:: Письменное задание ::
Кратко ответьте на вопросы по рецензии на фильм.
(а) По мотивам романа какого писателя снят фильм?
(б) Какое здание, согласно рецензии, водружено на гигантский танк?
(в) Что в рецензии противопоставлено «бодрой старушке Британии»?

:: Текст для чтения ::
● ● ● ● ●

Остановись, движенье, ты ужасно? Нежный постапокалипсис с каплей философии
Запад есть Запад, Восток есть Восток, и с мест они не сойдут… А если вдруг? Фильм режиссера Кристиана Риверса и продюсера Питера Джексона по мотивам романа английского фантаста Филиппа Рива наглядно, даже, пожалуй, чересчур буквально показывает сорвавшийся с места и с катушек Запад. Кстати, по последним данным, фильм с треском провалился в прокате. То ли из-за слишком детского рейтинга, превратившего суровую постапокалиптику первоисточника в стимпанковскую сказку с ностальгическим налетом «Звездных войн», то ли потому что заложенные в ленту идеи зрители просто не восприняли. Впрочем, хорошая касса — далеко не показатель того, что фильм стоит смотреть. И наоборот.
На постапокалиптику фильм действительно не тянет. Ни тебе радиации или еще какой смертоносной отравы, ни мутантов, ни резни какой-нибудь навороченной ржавой бензопилой, и даже зомби представлен в единственном экземпляре, впрочем, и тот, строго говоря, не в большей степени зомби, чем какой-нибудь робот-полицейский. Жаждущие жесткача и не обращающие внимания на проставленные рейтинги будут сильно разочарованы. Это именно стимпанк, с присущими стимпанку легкой романтикой и тяжелым гламуром. Парящие дирижабли, пышные мундиры рядом с летными куртками, очень много крутящегося тяжеловесного железа, управляемого здоровенными рубильниками и рычагами. И гротескное соединение несоединимого. Лондонский собор Святого Павла, водруженный на гигантский, прущий по равнинам и по взгорьям танк, шаблоны рушит качественно. И не только шаблоны.
Но чем дальше смотришь, тем больше понимаешь, что приключения главных героев на фоне всего этого лязга и дыма тут совершенно не главное. Питер Джексон явно соскучился по грандиозным толкиновским масштабам и решил замахнуться на нечто даже не геополитическое, а цивилизационное. Например, на пресловутые западные динамичность и мобильность и на восточные традиционализм и статику. Движение — и «Противники движения». Бодрая старушка Британия — и Китай с разными там Индиями-Япониями. Куда уж прозрачнее!

● ● ● ● ●

:: Исходные записи ::
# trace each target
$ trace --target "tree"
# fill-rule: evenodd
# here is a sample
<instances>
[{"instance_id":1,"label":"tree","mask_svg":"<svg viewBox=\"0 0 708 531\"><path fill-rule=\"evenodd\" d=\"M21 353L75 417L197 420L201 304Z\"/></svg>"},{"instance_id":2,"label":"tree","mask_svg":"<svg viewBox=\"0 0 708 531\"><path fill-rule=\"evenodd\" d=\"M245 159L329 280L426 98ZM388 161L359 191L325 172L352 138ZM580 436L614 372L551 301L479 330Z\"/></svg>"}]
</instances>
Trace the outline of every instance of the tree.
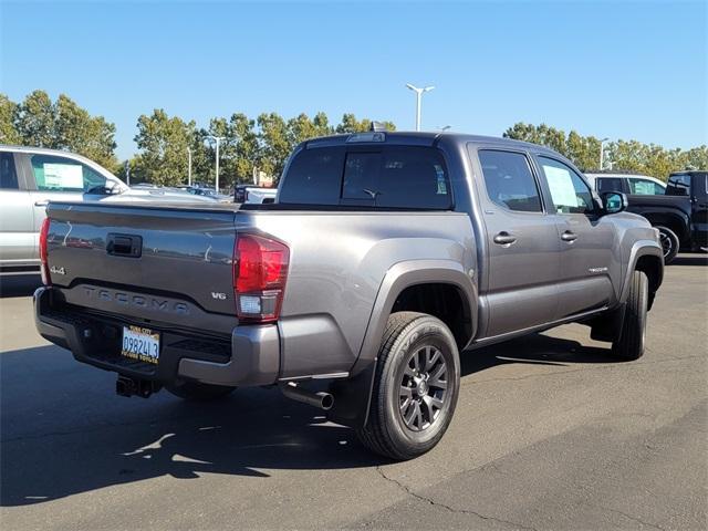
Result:
<instances>
[{"instance_id":1,"label":"tree","mask_svg":"<svg viewBox=\"0 0 708 531\"><path fill-rule=\"evenodd\" d=\"M565 136L563 131L545 124L535 126L522 122L509 127L503 136L555 149L583 170L600 167L600 139L594 136L582 136L574 131ZM615 140L607 144L605 160L610 162L615 171L636 171L666 180L671 171L689 166L708 167L708 147L700 146L684 152L637 140Z\"/></svg>"},{"instance_id":2,"label":"tree","mask_svg":"<svg viewBox=\"0 0 708 531\"><path fill-rule=\"evenodd\" d=\"M162 108L137 119L135 136L140 154L137 167L146 180L175 186L187 181L187 147L192 145L195 123L169 117Z\"/></svg>"},{"instance_id":3,"label":"tree","mask_svg":"<svg viewBox=\"0 0 708 531\"><path fill-rule=\"evenodd\" d=\"M54 133L54 105L44 91L27 95L18 108L15 127L25 146L59 147Z\"/></svg>"},{"instance_id":4,"label":"tree","mask_svg":"<svg viewBox=\"0 0 708 531\"><path fill-rule=\"evenodd\" d=\"M382 122L382 125L386 128L386 131L396 131L396 125L393 122ZM369 131L372 127L372 121L368 118L363 118L362 121L356 119L351 113L344 114L342 116L342 122L336 126L336 133L363 133Z\"/></svg>"},{"instance_id":5,"label":"tree","mask_svg":"<svg viewBox=\"0 0 708 531\"><path fill-rule=\"evenodd\" d=\"M258 127L260 142L258 169L278 178L285 166L288 155L294 147L288 124L277 113L263 113L258 116Z\"/></svg>"},{"instance_id":6,"label":"tree","mask_svg":"<svg viewBox=\"0 0 708 531\"><path fill-rule=\"evenodd\" d=\"M34 91L20 105L0 95L0 112L1 134L8 137L2 142L67 149L116 169L115 125L92 116L64 94L52 103L44 91Z\"/></svg>"},{"instance_id":7,"label":"tree","mask_svg":"<svg viewBox=\"0 0 708 531\"><path fill-rule=\"evenodd\" d=\"M92 117L73 100L60 94L54 104L54 147L79 153L96 163L114 169L113 155L115 125L103 116Z\"/></svg>"},{"instance_id":8,"label":"tree","mask_svg":"<svg viewBox=\"0 0 708 531\"><path fill-rule=\"evenodd\" d=\"M20 144L21 137L14 126L19 106L0 94L0 144Z\"/></svg>"}]
</instances>

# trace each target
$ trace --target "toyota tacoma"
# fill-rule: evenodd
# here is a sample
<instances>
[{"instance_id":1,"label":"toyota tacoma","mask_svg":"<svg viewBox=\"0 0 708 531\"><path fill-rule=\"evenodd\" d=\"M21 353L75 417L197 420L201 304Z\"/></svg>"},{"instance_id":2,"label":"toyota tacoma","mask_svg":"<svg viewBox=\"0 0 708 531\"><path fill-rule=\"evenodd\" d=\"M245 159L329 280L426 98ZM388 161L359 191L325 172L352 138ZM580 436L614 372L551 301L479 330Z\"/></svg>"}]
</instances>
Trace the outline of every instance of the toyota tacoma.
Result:
<instances>
[{"instance_id":1,"label":"toyota tacoma","mask_svg":"<svg viewBox=\"0 0 708 531\"><path fill-rule=\"evenodd\" d=\"M50 202L37 327L121 395L273 385L409 459L445 434L462 353L580 322L642 356L664 261L625 208L533 144L314 138L270 205Z\"/></svg>"}]
</instances>

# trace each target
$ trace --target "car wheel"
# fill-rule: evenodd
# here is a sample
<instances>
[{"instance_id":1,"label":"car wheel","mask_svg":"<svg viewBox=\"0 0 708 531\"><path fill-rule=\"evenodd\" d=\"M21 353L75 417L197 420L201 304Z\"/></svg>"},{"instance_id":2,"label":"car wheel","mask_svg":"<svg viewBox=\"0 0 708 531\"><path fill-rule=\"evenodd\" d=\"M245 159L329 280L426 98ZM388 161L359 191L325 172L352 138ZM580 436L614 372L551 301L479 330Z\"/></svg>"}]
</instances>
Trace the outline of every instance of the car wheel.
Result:
<instances>
[{"instance_id":1,"label":"car wheel","mask_svg":"<svg viewBox=\"0 0 708 531\"><path fill-rule=\"evenodd\" d=\"M425 454L445 435L459 393L460 362L450 330L424 313L388 317L378 352L368 421L357 435L393 459Z\"/></svg>"},{"instance_id":2,"label":"car wheel","mask_svg":"<svg viewBox=\"0 0 708 531\"><path fill-rule=\"evenodd\" d=\"M620 339L612 344L613 354L627 361L638 360L644 354L649 299L648 280L643 271L634 271L631 282Z\"/></svg>"},{"instance_id":3,"label":"car wheel","mask_svg":"<svg viewBox=\"0 0 708 531\"><path fill-rule=\"evenodd\" d=\"M223 398L231 394L236 387L225 385L201 384L198 382L183 382L181 384L168 384L165 388L175 396L185 400L208 402Z\"/></svg>"},{"instance_id":4,"label":"car wheel","mask_svg":"<svg viewBox=\"0 0 708 531\"><path fill-rule=\"evenodd\" d=\"M662 243L662 250L664 251L664 263L671 263L676 254L678 254L678 248L680 246L678 236L667 227L657 225L655 228L659 230L659 241Z\"/></svg>"}]
</instances>

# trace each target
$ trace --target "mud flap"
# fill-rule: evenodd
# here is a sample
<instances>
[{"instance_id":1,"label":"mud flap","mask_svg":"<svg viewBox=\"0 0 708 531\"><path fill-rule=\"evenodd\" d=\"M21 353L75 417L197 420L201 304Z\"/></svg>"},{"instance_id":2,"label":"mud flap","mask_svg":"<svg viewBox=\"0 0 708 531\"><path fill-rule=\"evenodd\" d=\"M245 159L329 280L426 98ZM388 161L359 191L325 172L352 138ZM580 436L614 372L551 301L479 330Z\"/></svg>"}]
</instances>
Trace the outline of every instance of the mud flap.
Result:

● ● ● ● ●

:: Образец ответа ::
(а) Английского фантаста Филиппа Рива.
(б) Лондонский собор Святого Павла.
(в) Китай «с разными там Индиями-Япониями».